## REQUEST
Count the lines in the records below that contain the string "hose", treating uppercase and lowercase letters as distinct. Give only the number.

## DATASET
++++

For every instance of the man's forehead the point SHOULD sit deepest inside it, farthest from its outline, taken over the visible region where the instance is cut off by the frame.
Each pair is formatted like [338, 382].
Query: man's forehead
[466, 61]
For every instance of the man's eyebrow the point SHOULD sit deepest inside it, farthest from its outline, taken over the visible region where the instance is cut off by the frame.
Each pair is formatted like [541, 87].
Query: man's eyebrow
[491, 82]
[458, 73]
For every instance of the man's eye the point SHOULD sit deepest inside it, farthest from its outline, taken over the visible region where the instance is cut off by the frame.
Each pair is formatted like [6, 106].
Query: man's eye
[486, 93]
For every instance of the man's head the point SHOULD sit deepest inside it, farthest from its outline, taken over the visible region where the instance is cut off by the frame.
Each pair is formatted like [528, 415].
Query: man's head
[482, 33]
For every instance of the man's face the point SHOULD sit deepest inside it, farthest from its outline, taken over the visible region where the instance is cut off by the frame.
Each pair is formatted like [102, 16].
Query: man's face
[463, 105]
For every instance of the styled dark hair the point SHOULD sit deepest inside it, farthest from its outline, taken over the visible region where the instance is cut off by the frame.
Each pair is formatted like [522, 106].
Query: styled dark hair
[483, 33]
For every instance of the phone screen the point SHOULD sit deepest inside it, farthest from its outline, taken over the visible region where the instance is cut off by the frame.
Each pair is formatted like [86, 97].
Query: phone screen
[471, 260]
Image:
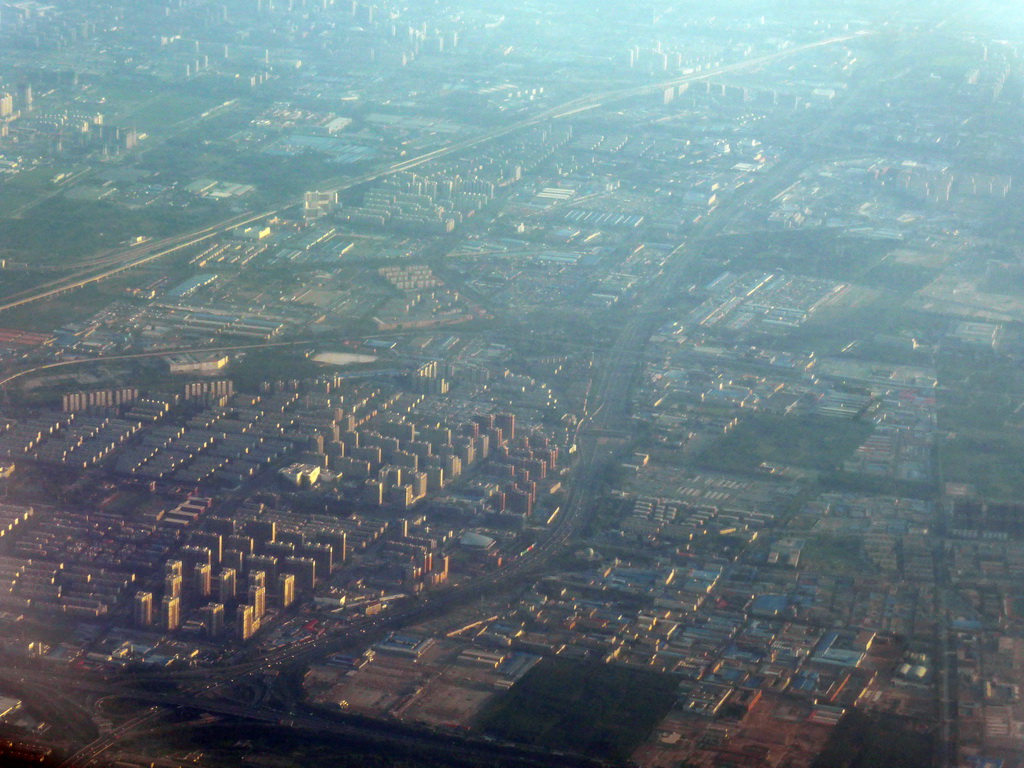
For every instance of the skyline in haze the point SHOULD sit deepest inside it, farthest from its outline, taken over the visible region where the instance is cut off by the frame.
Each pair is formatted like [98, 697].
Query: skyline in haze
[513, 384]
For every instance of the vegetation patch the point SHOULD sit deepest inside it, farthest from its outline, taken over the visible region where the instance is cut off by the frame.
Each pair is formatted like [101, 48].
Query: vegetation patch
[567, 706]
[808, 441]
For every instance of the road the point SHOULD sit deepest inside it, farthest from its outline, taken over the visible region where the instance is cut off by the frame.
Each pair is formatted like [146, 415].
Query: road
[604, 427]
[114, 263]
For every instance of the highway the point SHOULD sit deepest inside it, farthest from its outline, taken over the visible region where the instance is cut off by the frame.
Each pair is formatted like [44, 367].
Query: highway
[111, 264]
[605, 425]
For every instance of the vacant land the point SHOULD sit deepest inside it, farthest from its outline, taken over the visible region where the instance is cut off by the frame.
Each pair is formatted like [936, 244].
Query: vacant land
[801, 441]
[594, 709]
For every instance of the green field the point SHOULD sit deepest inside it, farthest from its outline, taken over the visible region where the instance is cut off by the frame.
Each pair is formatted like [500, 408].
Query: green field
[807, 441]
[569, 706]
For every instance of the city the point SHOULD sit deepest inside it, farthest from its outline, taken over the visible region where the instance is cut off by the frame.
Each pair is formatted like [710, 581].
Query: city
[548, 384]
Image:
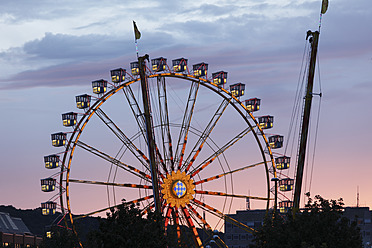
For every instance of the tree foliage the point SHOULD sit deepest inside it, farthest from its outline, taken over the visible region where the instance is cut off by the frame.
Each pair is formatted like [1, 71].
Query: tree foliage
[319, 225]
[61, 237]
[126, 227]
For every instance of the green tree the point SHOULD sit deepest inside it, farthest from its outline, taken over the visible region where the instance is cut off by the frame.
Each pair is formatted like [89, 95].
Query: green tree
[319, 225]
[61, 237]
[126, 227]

++++

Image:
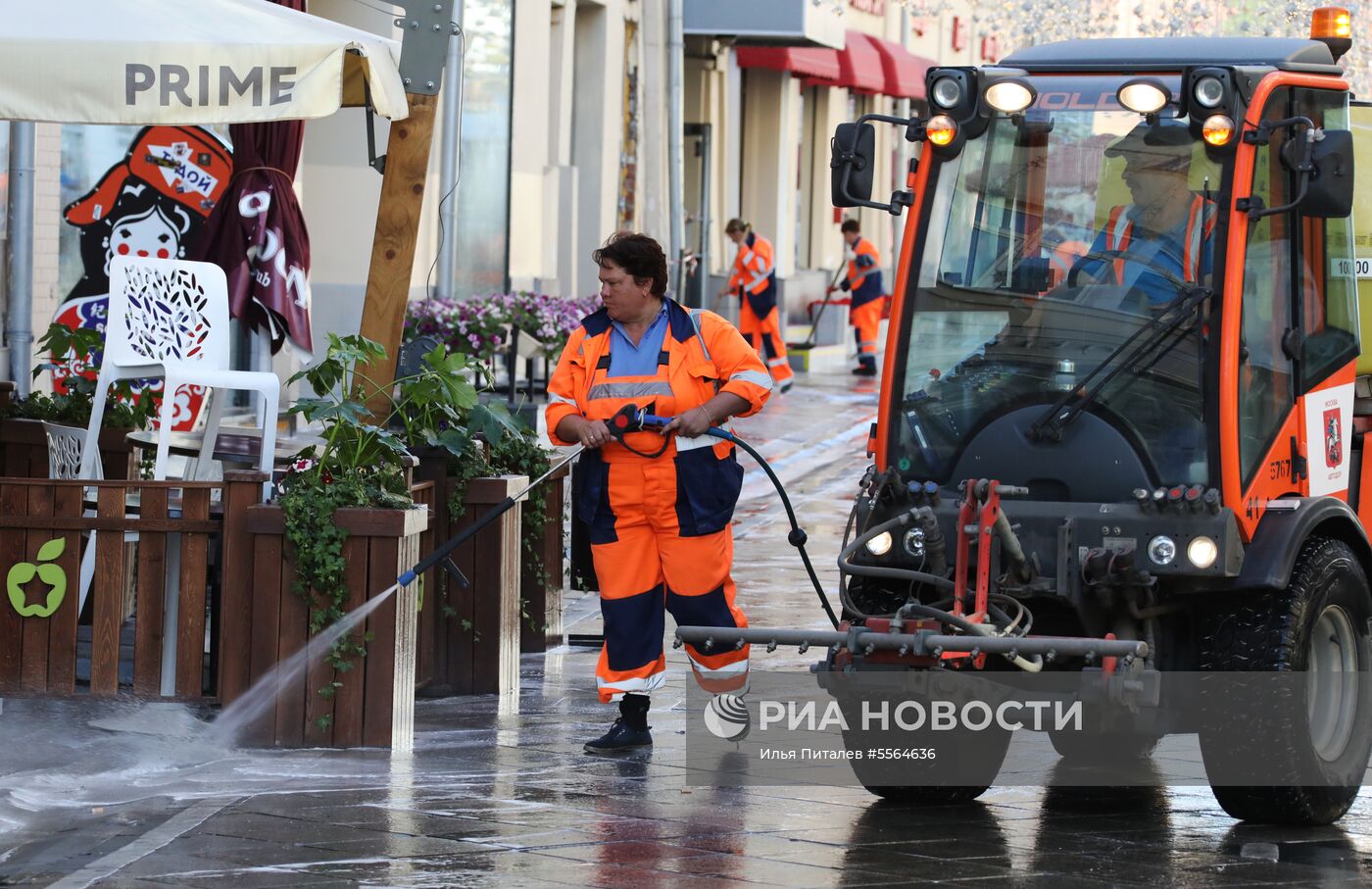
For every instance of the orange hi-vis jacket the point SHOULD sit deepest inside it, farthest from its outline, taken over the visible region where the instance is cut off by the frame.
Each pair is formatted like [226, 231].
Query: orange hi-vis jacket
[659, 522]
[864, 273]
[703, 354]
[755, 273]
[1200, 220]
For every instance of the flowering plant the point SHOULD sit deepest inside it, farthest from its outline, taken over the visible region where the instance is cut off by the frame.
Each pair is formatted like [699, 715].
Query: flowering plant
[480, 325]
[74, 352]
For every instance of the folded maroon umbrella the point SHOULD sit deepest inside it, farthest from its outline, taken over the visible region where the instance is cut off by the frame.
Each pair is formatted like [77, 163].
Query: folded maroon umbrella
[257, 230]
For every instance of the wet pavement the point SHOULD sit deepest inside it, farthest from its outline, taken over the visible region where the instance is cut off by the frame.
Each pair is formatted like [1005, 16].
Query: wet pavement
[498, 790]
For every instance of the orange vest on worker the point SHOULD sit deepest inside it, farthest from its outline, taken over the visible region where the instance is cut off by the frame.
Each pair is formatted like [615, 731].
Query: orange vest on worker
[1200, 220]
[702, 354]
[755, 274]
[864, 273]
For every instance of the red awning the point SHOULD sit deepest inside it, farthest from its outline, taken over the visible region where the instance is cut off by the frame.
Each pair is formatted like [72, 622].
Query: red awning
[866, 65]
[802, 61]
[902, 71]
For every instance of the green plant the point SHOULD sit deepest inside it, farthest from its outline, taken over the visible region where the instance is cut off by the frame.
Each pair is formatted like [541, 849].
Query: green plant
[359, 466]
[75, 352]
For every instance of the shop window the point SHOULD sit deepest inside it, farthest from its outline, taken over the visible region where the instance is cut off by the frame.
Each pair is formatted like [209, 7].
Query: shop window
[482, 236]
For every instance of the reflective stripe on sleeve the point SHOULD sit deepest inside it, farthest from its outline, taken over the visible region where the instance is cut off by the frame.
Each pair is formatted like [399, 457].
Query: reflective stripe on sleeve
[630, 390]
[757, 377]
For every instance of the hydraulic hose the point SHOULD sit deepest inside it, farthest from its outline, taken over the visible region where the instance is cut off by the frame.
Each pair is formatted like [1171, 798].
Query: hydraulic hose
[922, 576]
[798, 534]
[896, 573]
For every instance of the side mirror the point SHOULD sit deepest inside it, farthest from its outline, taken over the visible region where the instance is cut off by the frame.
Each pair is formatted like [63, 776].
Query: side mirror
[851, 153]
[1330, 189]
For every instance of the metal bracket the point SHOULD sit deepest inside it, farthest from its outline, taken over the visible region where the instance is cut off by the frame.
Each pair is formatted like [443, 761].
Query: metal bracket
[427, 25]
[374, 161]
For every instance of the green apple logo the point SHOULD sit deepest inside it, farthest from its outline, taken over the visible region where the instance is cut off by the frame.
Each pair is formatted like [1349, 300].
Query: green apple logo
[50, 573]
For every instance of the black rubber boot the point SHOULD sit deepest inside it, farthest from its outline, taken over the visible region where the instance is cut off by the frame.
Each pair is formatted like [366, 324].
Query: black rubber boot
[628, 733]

++++

## TASK ANSWER
2